| ESTRATTO DEL DOCUMENTO |
Il ricorrente ha, quindi, chiarito, sempre in sede di gravame introduttivo, di avere seguito l’insegnamento dell’Adunanza Plenaria del Consiglio di Stato n. 15/2011, individuando nel provvedimento per silentium, di diniego dell’esercizio del potere inibitorio, l’oggetto in via principale dell’impugnazione.
I motivi dedotti fanno leva sulla violazione della distanza di dieci metri, di cui all’art. 9 d.M. 1444/1968 (I° motivo); sulla violazione della distanza dei tre metri, di cui all’art. 873 c.c., 27 regolamento edilizio comunale – R.E. (II° motivo); sulla violazione degli artt. 22 d.P.R. n. 380/2001 e 41 legge reg. n. 12/2005, per mancanza dei presupposti di perfezionamento della dia (III° motivo).
Si sono costituiti il Comune di Milano e la controinteressata CUGA srl, controdeducendo alle censure avversarie e sollevando eccezioni preliminari.
In data 22.9.2011 il sig. D. N. ha potuto accedere al fascicolo della pratica edilizia in esame e ha dichiarato la sopravvenuta carenza di interesse in merito all’istanza ex art. 116, co. 2 c.p.a., formulata incidentalmente al ricorso principale.

| COMPITI ED ESERCIZI |
**A.** Secondo l'estratto sul ricorso in materia edilizia, quali soggetti si sono costituiti in giudizio?
**B.** Ripeta fedelmente il passo dell'estratto sul ricorso in materia edilizia, partendo dalle parole "Si sono costituiti" e fermandosi dopo le parole "al ricorso principale.".
**C.** Prosegua l'estratto sul ricorso in materia edilizia a partire dal punto in cui si interrompe.
Il materiale riportato di seguito costituisce una fonte a sé stante, distinta dall'estratto.

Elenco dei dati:
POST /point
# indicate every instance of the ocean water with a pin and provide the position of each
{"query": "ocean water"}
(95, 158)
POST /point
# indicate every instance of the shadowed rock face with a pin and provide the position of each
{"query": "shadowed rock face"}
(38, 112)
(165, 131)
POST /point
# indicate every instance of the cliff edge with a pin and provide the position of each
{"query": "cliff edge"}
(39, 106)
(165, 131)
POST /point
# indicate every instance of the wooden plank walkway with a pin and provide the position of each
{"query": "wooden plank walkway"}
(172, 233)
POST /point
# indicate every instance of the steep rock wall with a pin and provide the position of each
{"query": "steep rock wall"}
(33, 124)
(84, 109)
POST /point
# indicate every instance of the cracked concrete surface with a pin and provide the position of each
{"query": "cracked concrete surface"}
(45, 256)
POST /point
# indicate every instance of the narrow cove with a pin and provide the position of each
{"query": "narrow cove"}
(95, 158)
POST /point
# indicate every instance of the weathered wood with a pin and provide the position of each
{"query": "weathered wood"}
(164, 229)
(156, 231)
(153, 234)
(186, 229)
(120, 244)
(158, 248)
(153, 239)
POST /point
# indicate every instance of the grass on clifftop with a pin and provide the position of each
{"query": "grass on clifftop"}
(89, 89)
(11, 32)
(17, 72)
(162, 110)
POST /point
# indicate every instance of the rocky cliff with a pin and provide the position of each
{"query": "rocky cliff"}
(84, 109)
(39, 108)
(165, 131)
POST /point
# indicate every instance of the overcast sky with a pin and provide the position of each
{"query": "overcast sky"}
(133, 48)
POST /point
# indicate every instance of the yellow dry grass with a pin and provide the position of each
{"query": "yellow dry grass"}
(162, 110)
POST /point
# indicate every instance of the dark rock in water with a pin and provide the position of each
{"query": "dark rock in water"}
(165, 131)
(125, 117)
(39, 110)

| SOLUZIONI PER COMPITO |
**A.** Il Comune di Milano e la controinteressata CUGA srl.

**B.**
Si sono costituiti il Comune di Milano e la controinteressata CUGA srl, controdeducendo alle censure avversarie e sollevando eccezioni preliminari.
In data 22.9.2011 il sig. D. N. ha potuto accedere al fascicolo della pratica edilizia in esame e ha dichiarato la sopravvenuta carenza di interesse in merito all’istanza ex art. 116, co. 2 c.p.a., formulata incidentalmente al ricorso principale.

**C.**
Con sentenza non definitiva depositata il 22/11/2011 è stata dichiarata la sopravvenuta carenza di interesse sulla domanda di accesso agli atti.
Dall’esame dei documenti progettuali inerenti la pratica edilizia avviata con la dia presentata il 16 aprile 2010 è risultata confermata, ad avviso del patrocinio istante, la già dedotta violazione delle disposizioni dell’art. 9 del D.M. 1444/1968, dell’art. 873 c.c. e dell’art. 27 del Regolamento Edilizio del Comune di Milano (R.E.).
Il 17/09/2011 è entrato in vigore il D.L. 13.8.2011, n. 138 (convertito dalla l. 14.9.2011, n. 148), che ha previsto che: ”la segnalazione certificata di inizio attività, la denuncia e la dichiarazione di inizio attività non costituiscono provvedimenti taciti direttamente impugnabili. Gli interessati possono sollecitare l’esercizio delle verifiche spettanti all’amministrazione e, in caso di inerzia, esperire esclusivamente l’azione di cui all’art. 31, commi l , 2 e 3 del decreto legislativo 2 luglio 2010, n. l04″.
Preso atto di ciò, l’esponente – pur confidando nell’applicazione dell’art. 32 c.p.a. in relazione all’azione introdotta col ricorso introduttivo – in via precauzionale ha interposto motivi aggiunti, per introdurre l’azione avverso il silenzio, di cui al citato art. 31.
Siffatti motivi aggiunti vertono, quindi, sull’accertamento dell’illegittimità dell’inerzia serbata dal Comune di Milano, rispetto all’obbligo sullo stesso incombente di esperire le verifiche sull’insussistenza dei presupposti per il consolidamento della dia del 16 aprile 2010 (presentata dalla *********************, dante causa della soc. Cuga S.r.l.), nonché delle successive integrazioni di cui ai progetti presentati in data 16.9.2010, 24.1.2011 e 5.8.2011.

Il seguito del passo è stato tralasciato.